Set exercise: In the listing below, find the line containing "Your task: a point for each instance of the child". Write out that line and every line after it to the end, exactly and only those.

☆ ☆ ☆ ☆ ☆ ☆ ☆

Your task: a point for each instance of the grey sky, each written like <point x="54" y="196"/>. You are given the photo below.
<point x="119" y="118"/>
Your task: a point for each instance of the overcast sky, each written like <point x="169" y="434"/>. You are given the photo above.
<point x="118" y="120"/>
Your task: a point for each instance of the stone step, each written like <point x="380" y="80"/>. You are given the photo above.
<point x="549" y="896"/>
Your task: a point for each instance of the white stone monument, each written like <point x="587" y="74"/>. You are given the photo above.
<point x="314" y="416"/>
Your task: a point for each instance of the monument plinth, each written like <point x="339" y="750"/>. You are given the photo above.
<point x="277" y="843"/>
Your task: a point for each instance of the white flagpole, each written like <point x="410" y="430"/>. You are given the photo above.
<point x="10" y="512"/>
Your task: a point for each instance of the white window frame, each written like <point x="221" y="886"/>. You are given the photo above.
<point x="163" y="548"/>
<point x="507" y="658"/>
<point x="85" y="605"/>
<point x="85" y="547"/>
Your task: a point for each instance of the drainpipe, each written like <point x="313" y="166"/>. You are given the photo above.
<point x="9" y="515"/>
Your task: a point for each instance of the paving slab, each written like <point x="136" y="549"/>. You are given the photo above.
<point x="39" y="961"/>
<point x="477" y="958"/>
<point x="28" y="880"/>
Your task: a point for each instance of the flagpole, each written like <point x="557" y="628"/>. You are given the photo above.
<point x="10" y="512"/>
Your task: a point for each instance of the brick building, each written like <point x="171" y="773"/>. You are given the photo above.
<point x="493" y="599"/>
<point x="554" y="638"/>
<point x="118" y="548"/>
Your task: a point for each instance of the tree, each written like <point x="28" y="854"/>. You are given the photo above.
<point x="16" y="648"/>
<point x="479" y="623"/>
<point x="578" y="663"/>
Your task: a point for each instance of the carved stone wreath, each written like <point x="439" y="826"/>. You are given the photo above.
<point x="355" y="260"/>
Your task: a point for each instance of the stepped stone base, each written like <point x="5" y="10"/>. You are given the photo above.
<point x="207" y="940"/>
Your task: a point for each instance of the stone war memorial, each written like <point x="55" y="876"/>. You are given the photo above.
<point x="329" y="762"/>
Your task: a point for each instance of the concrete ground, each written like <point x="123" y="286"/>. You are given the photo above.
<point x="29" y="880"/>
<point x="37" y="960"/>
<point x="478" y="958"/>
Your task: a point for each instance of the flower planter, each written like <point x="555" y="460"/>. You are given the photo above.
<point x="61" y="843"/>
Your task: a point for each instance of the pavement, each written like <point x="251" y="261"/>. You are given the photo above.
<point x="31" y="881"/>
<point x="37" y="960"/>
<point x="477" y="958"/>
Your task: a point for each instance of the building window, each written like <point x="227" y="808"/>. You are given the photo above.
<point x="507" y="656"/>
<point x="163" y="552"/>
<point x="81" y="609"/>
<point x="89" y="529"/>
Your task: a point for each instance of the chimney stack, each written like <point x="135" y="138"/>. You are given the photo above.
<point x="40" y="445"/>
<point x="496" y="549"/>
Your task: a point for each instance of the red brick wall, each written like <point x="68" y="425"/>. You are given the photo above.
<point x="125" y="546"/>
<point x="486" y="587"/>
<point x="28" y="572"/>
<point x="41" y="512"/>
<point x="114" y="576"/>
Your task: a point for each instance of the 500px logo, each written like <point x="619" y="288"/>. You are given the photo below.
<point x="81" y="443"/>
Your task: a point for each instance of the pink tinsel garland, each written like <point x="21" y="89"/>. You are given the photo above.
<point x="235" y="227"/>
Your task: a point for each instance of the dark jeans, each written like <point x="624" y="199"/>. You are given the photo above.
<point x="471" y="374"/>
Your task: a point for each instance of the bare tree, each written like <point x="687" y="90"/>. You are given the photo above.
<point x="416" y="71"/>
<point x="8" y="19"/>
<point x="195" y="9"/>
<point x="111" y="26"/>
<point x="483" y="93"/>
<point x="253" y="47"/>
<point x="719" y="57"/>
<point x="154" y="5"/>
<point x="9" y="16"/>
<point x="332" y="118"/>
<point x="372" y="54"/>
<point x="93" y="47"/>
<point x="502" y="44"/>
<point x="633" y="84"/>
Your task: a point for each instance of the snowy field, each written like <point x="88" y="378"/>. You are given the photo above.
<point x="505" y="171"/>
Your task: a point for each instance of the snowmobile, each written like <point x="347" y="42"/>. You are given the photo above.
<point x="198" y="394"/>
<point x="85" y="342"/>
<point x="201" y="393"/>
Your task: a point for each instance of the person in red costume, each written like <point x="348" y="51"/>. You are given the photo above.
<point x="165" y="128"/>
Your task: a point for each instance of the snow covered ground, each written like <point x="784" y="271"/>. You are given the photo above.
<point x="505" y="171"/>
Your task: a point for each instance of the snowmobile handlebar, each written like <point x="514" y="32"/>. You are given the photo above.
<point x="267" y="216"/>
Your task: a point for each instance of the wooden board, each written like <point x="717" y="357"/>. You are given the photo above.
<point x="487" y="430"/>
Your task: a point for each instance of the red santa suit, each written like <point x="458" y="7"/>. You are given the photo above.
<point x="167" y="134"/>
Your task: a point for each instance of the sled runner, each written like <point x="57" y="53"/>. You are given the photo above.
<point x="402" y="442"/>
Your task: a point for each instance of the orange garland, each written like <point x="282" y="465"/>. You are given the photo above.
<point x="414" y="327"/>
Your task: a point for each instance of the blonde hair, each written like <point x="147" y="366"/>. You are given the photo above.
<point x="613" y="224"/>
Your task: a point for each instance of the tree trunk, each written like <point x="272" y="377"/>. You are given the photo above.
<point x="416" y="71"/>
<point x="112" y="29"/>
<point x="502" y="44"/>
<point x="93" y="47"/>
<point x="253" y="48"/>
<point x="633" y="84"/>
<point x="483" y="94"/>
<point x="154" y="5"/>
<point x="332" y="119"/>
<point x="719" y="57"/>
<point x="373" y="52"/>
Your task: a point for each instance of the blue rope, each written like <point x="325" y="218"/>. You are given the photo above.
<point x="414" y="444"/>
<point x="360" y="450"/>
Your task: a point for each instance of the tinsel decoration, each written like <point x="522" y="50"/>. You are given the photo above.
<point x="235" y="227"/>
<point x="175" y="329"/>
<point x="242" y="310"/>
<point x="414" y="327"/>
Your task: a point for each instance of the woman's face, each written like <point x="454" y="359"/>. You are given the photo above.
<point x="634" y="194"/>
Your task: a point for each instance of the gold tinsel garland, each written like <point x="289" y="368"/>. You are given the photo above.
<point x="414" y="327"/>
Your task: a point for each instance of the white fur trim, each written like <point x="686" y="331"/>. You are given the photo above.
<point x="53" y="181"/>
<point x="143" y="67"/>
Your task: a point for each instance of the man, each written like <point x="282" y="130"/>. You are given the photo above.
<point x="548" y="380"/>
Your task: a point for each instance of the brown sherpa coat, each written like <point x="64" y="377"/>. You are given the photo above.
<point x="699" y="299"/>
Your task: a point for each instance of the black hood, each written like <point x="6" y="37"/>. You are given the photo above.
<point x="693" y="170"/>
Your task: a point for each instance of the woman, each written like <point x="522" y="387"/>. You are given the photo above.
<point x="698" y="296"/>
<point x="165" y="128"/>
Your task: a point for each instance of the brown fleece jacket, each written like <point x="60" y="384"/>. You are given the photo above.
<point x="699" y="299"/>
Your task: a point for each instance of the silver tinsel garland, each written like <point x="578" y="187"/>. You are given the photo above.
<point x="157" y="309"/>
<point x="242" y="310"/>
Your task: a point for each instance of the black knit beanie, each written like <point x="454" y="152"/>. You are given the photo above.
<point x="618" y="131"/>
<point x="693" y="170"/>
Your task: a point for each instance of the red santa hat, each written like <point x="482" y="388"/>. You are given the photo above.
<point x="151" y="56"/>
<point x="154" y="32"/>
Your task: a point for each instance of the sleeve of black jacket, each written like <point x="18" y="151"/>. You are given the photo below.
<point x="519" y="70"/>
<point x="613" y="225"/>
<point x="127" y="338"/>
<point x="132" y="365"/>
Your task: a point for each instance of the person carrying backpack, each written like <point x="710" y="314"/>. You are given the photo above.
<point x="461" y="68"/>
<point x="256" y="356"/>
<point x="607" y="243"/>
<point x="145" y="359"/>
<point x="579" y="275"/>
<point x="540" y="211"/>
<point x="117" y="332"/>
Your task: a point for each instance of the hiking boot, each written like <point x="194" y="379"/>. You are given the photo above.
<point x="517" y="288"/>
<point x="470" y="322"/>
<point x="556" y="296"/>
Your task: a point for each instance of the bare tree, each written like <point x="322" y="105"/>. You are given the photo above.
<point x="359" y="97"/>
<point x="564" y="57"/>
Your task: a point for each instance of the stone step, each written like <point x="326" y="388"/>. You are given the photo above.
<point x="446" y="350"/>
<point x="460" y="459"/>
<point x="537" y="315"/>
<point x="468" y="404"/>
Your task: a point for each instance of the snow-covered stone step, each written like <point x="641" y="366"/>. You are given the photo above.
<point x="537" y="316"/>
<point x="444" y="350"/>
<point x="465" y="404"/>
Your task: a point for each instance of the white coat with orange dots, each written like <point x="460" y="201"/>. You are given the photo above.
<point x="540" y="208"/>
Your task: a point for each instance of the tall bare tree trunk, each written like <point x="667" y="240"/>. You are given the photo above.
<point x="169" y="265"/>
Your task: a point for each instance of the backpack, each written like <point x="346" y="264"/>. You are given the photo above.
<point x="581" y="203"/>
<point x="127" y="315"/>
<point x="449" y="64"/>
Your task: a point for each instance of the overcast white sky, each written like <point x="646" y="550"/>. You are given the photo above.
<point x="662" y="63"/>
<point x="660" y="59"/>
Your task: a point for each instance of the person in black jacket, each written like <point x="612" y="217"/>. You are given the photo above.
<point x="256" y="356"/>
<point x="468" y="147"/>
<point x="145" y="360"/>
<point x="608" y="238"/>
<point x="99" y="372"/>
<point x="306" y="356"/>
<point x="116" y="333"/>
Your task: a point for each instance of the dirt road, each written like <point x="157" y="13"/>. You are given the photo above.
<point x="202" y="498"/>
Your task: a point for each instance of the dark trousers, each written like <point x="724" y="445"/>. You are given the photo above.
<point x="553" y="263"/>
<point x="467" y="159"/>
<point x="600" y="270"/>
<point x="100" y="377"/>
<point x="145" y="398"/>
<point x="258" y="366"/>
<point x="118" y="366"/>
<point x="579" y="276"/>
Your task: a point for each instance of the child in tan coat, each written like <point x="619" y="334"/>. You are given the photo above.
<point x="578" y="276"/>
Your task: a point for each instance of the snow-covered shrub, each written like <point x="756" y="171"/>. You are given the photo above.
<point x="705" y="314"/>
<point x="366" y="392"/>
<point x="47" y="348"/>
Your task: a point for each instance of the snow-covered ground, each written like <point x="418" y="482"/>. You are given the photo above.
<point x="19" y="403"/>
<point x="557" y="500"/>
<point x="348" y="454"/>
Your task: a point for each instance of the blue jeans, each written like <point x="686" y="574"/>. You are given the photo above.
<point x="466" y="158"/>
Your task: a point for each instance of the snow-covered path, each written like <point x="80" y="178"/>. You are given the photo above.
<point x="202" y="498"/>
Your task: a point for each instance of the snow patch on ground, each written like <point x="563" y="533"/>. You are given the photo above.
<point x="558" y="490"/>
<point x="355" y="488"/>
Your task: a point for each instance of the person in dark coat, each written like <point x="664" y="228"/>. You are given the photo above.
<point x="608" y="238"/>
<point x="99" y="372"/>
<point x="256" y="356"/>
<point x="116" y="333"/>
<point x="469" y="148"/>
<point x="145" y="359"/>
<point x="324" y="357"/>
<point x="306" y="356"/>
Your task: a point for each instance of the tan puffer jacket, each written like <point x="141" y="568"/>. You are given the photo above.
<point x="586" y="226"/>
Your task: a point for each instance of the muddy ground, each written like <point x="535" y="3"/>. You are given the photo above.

☆ ☆ ☆ ☆ ☆ ☆ ☆

Task solution:
Your task: a point for each instance of the child in tan coat, each written like <point x="619" y="334"/>. You are given the photo above.
<point x="578" y="276"/>
Your task: a point for each instance of the snow-covered shrub, each written like <point x="756" y="171"/>. You are given the photo above.
<point x="705" y="314"/>
<point x="366" y="392"/>
<point x="47" y="348"/>
Your task: a point for each instance of the snow-covered ground, each written like <point x="418" y="482"/>. You are given the photo above.
<point x="19" y="403"/>
<point x="557" y="500"/>
<point x="348" y="454"/>
Your task: a point for each instance of the blue jeans, each written like <point x="686" y="574"/>. You are given the photo above.
<point x="466" y="158"/>
Your task: a point for each instance of the snow-covered path, each written like <point x="80" y="178"/>. You are given the photo above.
<point x="202" y="498"/>
Your task: a point for each instance of the snow patch on ground, each written like <point x="563" y="533"/>. You are given the photo above.
<point x="558" y="490"/>
<point x="355" y="488"/>
Your task: a point for each instance of the person in dark coat, each written like <point x="664" y="228"/>. You are given the photo above.
<point x="608" y="238"/>
<point x="99" y="372"/>
<point x="256" y="356"/>
<point x="116" y="333"/>
<point x="469" y="148"/>
<point x="145" y="359"/>
<point x="324" y="357"/>
<point x="306" y="356"/>
Your task: a point for each instance of the tan puffer jacket, each written like <point x="141" y="568"/>. You are given the photo above.
<point x="586" y="226"/>
Your task: a point for each instance of the muddy ground, each written like <point x="535" y="3"/>. You are given the photo above.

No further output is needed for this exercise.